:: Assigned task ::
Write out each entry, exactly the way it appears.

:: Point-per-instance localization data ::
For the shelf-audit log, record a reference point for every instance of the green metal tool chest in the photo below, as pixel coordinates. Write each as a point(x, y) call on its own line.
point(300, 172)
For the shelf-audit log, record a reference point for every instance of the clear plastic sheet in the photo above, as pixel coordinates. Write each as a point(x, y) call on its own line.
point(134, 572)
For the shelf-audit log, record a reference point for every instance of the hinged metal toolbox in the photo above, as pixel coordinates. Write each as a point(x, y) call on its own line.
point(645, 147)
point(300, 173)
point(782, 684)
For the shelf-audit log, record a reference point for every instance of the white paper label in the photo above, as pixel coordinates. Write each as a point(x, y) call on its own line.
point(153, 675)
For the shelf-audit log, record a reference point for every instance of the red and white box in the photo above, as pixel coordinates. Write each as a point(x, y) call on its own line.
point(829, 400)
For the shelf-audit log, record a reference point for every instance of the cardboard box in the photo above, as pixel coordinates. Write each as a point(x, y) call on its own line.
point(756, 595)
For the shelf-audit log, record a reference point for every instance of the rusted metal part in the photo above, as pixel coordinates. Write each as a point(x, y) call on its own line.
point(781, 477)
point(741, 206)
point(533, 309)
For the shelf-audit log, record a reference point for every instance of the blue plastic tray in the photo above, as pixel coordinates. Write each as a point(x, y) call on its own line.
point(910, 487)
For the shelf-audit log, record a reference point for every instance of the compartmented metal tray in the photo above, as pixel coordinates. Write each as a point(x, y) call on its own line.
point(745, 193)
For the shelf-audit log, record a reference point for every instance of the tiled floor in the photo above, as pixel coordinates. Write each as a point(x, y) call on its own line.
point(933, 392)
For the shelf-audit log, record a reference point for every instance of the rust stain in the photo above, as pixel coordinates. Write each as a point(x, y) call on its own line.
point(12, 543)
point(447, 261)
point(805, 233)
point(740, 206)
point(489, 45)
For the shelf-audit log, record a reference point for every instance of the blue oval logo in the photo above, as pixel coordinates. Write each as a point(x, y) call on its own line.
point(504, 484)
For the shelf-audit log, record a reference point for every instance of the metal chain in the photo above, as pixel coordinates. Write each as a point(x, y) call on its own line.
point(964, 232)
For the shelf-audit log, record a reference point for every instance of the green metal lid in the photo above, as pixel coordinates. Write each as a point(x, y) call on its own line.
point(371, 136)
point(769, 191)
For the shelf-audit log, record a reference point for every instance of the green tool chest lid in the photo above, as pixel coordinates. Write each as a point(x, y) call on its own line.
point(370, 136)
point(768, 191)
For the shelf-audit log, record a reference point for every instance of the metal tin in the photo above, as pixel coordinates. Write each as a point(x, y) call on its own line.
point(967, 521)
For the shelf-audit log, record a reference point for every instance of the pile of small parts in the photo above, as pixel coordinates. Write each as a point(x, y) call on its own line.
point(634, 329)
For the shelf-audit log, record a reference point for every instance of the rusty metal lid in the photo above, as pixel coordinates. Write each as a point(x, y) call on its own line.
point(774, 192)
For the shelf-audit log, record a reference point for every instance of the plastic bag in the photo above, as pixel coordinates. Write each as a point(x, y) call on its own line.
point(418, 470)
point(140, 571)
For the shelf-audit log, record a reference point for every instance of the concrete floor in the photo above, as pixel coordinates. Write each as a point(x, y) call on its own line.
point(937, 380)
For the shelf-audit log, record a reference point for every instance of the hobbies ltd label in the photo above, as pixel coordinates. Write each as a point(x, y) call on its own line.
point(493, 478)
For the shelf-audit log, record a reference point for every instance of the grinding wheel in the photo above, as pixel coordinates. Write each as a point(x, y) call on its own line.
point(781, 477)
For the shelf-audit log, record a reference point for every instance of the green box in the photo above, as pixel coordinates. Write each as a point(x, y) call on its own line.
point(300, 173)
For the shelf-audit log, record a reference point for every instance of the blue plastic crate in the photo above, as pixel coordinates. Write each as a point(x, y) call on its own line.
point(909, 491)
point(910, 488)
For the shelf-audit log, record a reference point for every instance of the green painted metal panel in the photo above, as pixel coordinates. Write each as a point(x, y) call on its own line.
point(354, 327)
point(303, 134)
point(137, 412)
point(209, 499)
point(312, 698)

:: Answer to the exercise ::
For the shelf-audit log, record a reference point for every instance of the green metal tool chest in the photo below, as pixel coordinates. Write each as a point(x, y) call on its own line.
point(300, 172)
For the shelf-audit log, record a reference point for every instance of the clear plastic sheet in the photo above, as pixel coordinates. Write each as a point(x, y) call on its own line.
point(134, 572)
For the shelf-audit log, record a reference point for every instance of the hinged metal toolbox in the photo above, as pixel coordinates. Write each as a point(x, y) call on its own line.
point(645, 147)
point(300, 173)
point(782, 684)
For the shelf-audit log, record a reference point for every instance of the white paper label in the photo above, as pixel coordinates. Write each as a point(x, y) call on its own line.
point(153, 675)
For the shelf-audit log, record a reference point for every instance of the red and white box in the photo above, as pixel coordinates. Write each as a point(x, y) call on its own line.
point(829, 400)
For the shelf-audit log, record a reference point for every instance of the cardboard box in the photo above, as pixel coordinates. Write each as a point(x, y) call on its own line.
point(756, 595)
For the shelf-audit log, record a reference point for every instance of the rusted metal part in the photo above, as pixel coordinates. Write each as a point(x, y) call on its own line.
point(781, 477)
point(741, 206)
point(533, 309)
For the shelf-audit log, record a reference point for every instance of the blue plastic tray in the photo above, as pixel coordinates. Write each as a point(x, y) call on its own line.
point(910, 487)
For the shelf-audit log, record a reference point for every instance of the compartmented metal tray in the photo above, as pixel coordinates. Write each as a point(x, y) call on its own line.
point(745, 193)
For the shelf-audit log, record a reference point for every instance of the tiled floor in the photo above, as pixel coordinates. Write each as a point(x, y) call on its own line.
point(933, 392)
For the shelf-audit log, record a reference point for every instance of the rust stain in the photo above, as pixel coordinates. Write each as a point(x, y) call on its own line.
point(12, 543)
point(447, 261)
point(805, 233)
point(740, 206)
point(489, 45)
For the shelf-audit log, record a reference point for every instance of the blue oval logo in the photo above, as pixel coordinates. Write each as a point(x, y) call on its own line.
point(504, 484)
For the shelf-audit log, record a reference point for every instance of the metal chain in the photo above, as pixel coordinates. Write each as a point(x, y) call on its own line.
point(964, 232)
For the shelf-audit log, record a reference point for every instance of the green metal lid in the photo above, as pixel coordinates. Write each as a point(x, y) call on its own line.
point(371, 136)
point(769, 191)
For the shelf-audit log, record a reference point for every instance of the green tool chest lid in the photo above, as pixel coordinates. Write each as a point(x, y) call on its own line.
point(370, 136)
point(768, 191)
For the shelf-audit log, record a reference point for every instance of the metal tin in the photo above, as pixel coordinates. Write each as a point(x, y) call on its own line.
point(967, 521)
For the shelf-audit log, record a reference point for every instance of the pile of small parts in the photo above, as pixel coordinates. Write each as a point(x, y) call on its own line.
point(634, 329)
For the shelf-audit log, record a reference point for every instance of the rusty metal lid in the photo above, as pixel coordinates. Write each as a point(x, y) call on its own line.
point(774, 192)
For the shelf-audit log, record a reference point for every instance of the plastic bag in the photo above, as pixel coordinates. Write each as a point(x, y) call on its own line.
point(418, 470)
point(140, 571)
For the shelf-audit log, record a reference point for every instance of the concrete floor in the photo above, as pixel coordinates. Write each as a point(x, y) call on its own line.
point(937, 380)
For the shelf-audit log, record a reference point for every instance of the hobbies ltd label in the photo above, as pixel coordinates. Write each as a point(x, y) call on its own line.
point(493, 478)
For the shelf-audit log, record a reference point for every instance of the grinding wheel in the photo above, as pixel coordinates. Write each as a point(x, y) call on its own line.
point(781, 477)
For the shelf-audit log, record a reference point for every instance of the green box in the photo above, as pixel coordinates. Write each as a point(x, y) call on its own line.
point(300, 173)
For the shelf-audit log, record a reference point for every instance of the blue plastic crate in the photo above, as pixel coordinates. Write each as a point(x, y) call on its own line.
point(909, 491)
point(910, 488)
For the shelf-audit log, record a reference point for every instance of the green painted metal panel in the photo above, as pixel coordinates. Write each as a point(x, y) call on its own line.
point(354, 327)
point(303, 134)
point(137, 412)
point(209, 499)
point(312, 698)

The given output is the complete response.